== Selection ==

==========

Simple probability question

[alexmahone]

If 12 balls are thrown at random into 20 boxes, what is the probability that no box will receive more than one ball?

Please give only a hint, and not the full solution.

 

[chisigma]

The correct approach to the problem requires [probably...] the multinomial distribution...

http://mathworld.wolfram.com/MultinomialDistribution.html

Kind regards

$\chi$ $\sigma$

 

[anemone]

If 12 balls are thrown at random into 20 boxes, what is the probability that no box will receive more than one ball?

Please give only a hint, and not the full solution.

I believe we share the same attitude: Seeing the full solution is like, killing our imagination. :p

Hint:
The question can be rewritten in another way so that it's very easy for us to apply the formula.

 

[alexmahone]

My solution:

No. of favourable arrangements:
The 1st ball can be put into any of the 20 boxes, the 2nd ball can can be put into any of the other 19 boxes and so on. So, the number of ways to put 12 balls into 20 boxes so that no box receives more than one ball is 20*19*\cdots*9=\frac{20!}{8!}.

Total no. of arrangements:
The 1st ball can be put into any of the 20 boxes, the 2nd ball can be put into any of the 20 boxes and so on. So, the total number of ways to put 12 balls into 20 boxes is 20^{12}.

So, P=\frac{20!}{8!20^{12}}

==========

== Recorded information ==

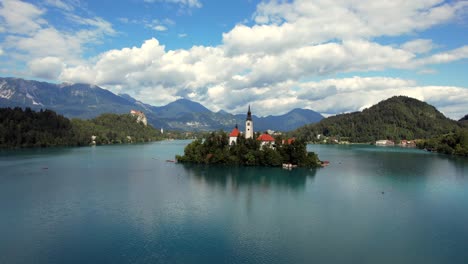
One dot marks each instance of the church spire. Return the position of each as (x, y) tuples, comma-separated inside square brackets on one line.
[(249, 125), (249, 115)]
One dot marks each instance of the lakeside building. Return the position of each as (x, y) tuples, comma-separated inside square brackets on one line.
[(249, 125), (140, 116), (233, 136)]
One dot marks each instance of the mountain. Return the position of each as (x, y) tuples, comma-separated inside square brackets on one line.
[(464, 121), (71, 100), (89, 101), (398, 117)]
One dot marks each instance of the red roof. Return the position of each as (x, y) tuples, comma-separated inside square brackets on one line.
[(235, 132), (265, 137)]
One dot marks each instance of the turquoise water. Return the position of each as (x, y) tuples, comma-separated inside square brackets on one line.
[(126, 204)]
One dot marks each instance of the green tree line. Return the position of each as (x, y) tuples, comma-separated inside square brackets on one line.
[(45, 128), (215, 149), (396, 118), (454, 143)]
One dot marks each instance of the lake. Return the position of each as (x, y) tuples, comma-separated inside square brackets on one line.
[(126, 204)]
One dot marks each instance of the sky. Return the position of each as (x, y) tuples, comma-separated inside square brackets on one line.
[(331, 56)]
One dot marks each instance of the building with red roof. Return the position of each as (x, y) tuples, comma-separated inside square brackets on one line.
[(233, 136), (266, 139)]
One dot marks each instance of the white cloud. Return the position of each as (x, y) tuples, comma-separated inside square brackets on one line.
[(445, 57), (29, 38), (282, 25), (188, 3), (65, 5), (46, 68), (160, 28), (418, 46), (21, 17), (269, 64)]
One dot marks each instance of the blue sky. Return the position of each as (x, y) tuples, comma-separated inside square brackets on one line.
[(331, 56)]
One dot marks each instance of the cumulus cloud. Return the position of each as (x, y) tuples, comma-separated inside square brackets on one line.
[(21, 17), (46, 68), (188, 3), (160, 28), (65, 5), (418, 46), (30, 39), (271, 64), (283, 24)]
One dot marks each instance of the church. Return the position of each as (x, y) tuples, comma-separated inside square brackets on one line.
[(249, 132)]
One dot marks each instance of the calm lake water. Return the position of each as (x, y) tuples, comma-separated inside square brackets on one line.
[(126, 204)]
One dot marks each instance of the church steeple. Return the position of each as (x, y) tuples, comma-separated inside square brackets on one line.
[(249, 115), (249, 125)]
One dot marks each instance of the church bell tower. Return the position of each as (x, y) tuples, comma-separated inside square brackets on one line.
[(249, 125)]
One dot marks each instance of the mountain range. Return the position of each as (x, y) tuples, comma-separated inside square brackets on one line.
[(398, 117), (88, 101)]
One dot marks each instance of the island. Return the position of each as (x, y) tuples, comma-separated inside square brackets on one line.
[(249, 149)]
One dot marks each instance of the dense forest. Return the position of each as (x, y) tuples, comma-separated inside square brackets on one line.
[(215, 149), (396, 118), (463, 121), (27, 128), (454, 143)]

==========

== Problem set ==
1. According to the probability thread, why is the number of favorable arrangements 20·19·…·9?
2. Which distribution does the probability thread name as the correct approach to the problem?
The records bear no relation to the probability thread.

== Final answers ==
1. The first ball can go into any of the 20 boxes, the second into any of the remaining 19, and so on. Each ball therefore has one fewer available box than the ball before it, so that no box receives more than one ball.

2. The multinomial distribution.